Rows from a pointing dataset:
# # # # #
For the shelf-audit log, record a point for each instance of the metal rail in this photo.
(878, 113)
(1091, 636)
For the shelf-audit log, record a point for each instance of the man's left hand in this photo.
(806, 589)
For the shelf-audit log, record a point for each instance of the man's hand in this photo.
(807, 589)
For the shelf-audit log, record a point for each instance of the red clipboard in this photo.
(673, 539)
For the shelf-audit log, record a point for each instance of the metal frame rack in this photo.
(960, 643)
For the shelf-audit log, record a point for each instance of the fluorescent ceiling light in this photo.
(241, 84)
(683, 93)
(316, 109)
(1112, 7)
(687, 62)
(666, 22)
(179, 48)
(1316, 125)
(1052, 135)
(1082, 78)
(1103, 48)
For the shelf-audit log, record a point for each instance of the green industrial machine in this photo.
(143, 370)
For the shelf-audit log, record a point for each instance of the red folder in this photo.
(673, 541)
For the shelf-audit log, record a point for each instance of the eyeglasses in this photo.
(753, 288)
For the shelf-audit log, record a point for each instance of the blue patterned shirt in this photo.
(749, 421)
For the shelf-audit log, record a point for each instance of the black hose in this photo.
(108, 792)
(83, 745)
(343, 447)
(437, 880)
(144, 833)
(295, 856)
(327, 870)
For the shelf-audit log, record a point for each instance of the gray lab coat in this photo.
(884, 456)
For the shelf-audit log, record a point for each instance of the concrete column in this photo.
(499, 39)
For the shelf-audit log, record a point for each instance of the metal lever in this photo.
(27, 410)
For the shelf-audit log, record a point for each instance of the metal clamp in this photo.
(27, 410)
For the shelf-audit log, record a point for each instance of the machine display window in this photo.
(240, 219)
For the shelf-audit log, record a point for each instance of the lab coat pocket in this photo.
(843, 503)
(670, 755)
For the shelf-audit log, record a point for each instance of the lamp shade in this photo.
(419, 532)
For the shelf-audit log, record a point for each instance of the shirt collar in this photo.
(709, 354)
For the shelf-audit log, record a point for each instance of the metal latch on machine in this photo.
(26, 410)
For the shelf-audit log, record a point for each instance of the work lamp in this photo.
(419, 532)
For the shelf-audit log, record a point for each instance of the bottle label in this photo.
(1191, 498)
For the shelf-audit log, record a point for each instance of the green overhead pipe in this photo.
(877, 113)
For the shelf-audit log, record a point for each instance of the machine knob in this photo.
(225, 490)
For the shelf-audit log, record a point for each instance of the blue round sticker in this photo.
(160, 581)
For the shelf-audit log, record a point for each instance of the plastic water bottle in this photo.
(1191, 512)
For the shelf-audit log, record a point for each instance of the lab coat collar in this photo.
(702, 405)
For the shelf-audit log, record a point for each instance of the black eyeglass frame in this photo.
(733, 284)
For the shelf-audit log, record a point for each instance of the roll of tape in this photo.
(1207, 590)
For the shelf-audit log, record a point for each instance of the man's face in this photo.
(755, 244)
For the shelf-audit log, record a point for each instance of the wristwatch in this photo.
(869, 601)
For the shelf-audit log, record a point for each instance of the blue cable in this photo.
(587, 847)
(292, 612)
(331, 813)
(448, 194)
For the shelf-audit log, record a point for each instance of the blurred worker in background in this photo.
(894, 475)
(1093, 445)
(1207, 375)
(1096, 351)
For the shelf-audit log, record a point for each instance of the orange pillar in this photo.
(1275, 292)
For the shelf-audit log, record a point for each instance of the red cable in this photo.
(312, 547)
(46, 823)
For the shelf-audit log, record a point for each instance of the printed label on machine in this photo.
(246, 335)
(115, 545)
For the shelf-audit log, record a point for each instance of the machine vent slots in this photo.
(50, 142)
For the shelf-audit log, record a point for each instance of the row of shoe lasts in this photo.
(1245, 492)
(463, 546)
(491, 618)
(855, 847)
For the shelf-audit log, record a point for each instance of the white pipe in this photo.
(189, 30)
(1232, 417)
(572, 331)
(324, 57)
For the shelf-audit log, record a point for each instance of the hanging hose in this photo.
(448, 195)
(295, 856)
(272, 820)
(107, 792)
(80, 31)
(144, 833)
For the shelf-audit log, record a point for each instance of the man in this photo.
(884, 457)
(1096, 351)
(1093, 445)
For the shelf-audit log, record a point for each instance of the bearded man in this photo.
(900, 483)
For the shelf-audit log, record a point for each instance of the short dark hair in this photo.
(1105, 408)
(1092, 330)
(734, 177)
# # # # #
Job: All of the entries must be quoted exactly; please include each one.

Task answer:
For the shelf-audit log, record a point for each instance of the metal rail in this photo.
(878, 113)
(1091, 636)
For the shelf-audit log, record a point for each instance of the man's left hand in this photo.
(806, 589)
For the shelf-audit log, record a point for each instance of the man's hand in this photo.
(807, 589)
For the shelf-audit log, record a point for each instance of the red clipboard in this photo.
(673, 539)
For the shelf-audit log, record a point for each instance of the metal frame rack in this photo.
(960, 643)
For the shelf-audit log, record a point for each instance of the fluorescent ceiling light in this photo.
(241, 84)
(683, 93)
(316, 109)
(1112, 7)
(687, 62)
(666, 22)
(179, 48)
(1316, 125)
(1052, 135)
(1082, 78)
(1103, 48)
For the shelf-audit log, record a point for each instance of the green industrial machine in this photo.
(143, 370)
For the shelf-audit log, record a point for each instance of the red folder in this photo.
(673, 541)
For the shelf-audit log, record a point for each instance of the eyeglasses in this photo.
(753, 288)
For the shelf-audit log, record a point for each instance of the blue patterned shirt in this photo.
(749, 421)
For the shelf-audit log, record a point for each instance of the black hose in this photo.
(108, 792)
(83, 745)
(343, 447)
(437, 880)
(144, 833)
(295, 856)
(327, 870)
For the shelf-audit log, record a point for each instance of the gray lab coat in this photo.
(884, 456)
For the shelf-audit log, record a point for each instance of the concrete column in this photo.
(499, 39)
For the shelf-audit log, record a point for each instance of the metal lever in this photo.
(27, 410)
For the shelf-audit log, record a point for each instance of the metal clamp in this photo.
(27, 410)
For the shelf-audit log, record a point for each instance of the machine display window in this photo.
(240, 219)
For the shelf-audit log, record a point for each instance of the lab coat pocket in this photo.
(843, 503)
(670, 755)
For the shelf-audit log, record a point for each instance of the lamp shade in this photo.
(419, 532)
For the shelf-audit log, record a point for each instance of the shirt collar in this photo.
(709, 354)
For the shelf-audit log, record a point for each instance of the metal latch on machine in this photo.
(26, 410)
For the shelf-audit log, record a point for each instance of the work lamp in this photo.
(419, 532)
For the shelf-audit log, record a point for each instance of the bottle label in this photo.
(1191, 498)
For the shelf-audit log, record a point for each instance of the green overhead pipe in this photo.
(877, 113)
For the shelf-audit log, record a point for each instance of the machine knob in this photo.
(225, 490)
For the shelf-audit log, record a point for each instance of the blue round sticker in this photo.
(160, 581)
For the shelf-audit log, record a point for each instance of the plastic water bottle in this photo.
(1191, 512)
For the shelf-audit log, record a point for each instance of the lab coat collar in this photo.
(702, 405)
For the shelf-audit log, record a point for each instance of the black eyeglass frame in this photo.
(733, 284)
For the shelf-audit log, record a point for each instance of the roll of tape in this photo.
(1207, 590)
For the shelf-audit log, record a point for each instance of the man's face in this photo.
(755, 244)
For the shelf-audit log, record a point for each instance of the wristwatch in this photo.
(869, 601)
For the shelf-audit log, record a point for each instance of the blue cable in this photo.
(587, 847)
(292, 612)
(331, 813)
(448, 194)
For the shelf-audit log, record a point for each instance of the blurred worker in background in this photo.
(894, 475)
(1093, 445)
(1207, 375)
(1096, 351)
For the shelf-audit log, record a point for each instance of the orange pillar in this photo.
(1275, 292)
For the shelf-audit log, record a point for each instance of the red cable in this photo.
(312, 547)
(46, 823)
For the shelf-audit log, record a point for each instance of the printed label on machine in this photo.
(246, 335)
(115, 545)
For the shelf-audit log, record a point for each instance of the machine vent slots in this photo.
(50, 142)
For the shelf-audit log, record a point for each instance of the row of shoe lasts in this photo.
(1245, 492)
(463, 546)
(491, 618)
(855, 847)
For the shelf-audit log, record a point for each instance of the white pipe in this photo.
(189, 30)
(1232, 417)
(572, 331)
(324, 57)
For the shelf-audit log, record a point for each instance of the hanging hose in this photo.
(448, 195)
(295, 856)
(272, 820)
(107, 792)
(80, 31)
(144, 833)
For the shelf-audit log, record a point for each instance of the man in this photo.
(884, 457)
(1096, 351)
(1093, 445)
For the shelf-audit log, record a point for each instance of the bearded man in this photo.
(900, 483)
For the shelf-audit log, record a point for each instance of the short dark hair in this photo.
(1105, 408)
(1092, 330)
(734, 177)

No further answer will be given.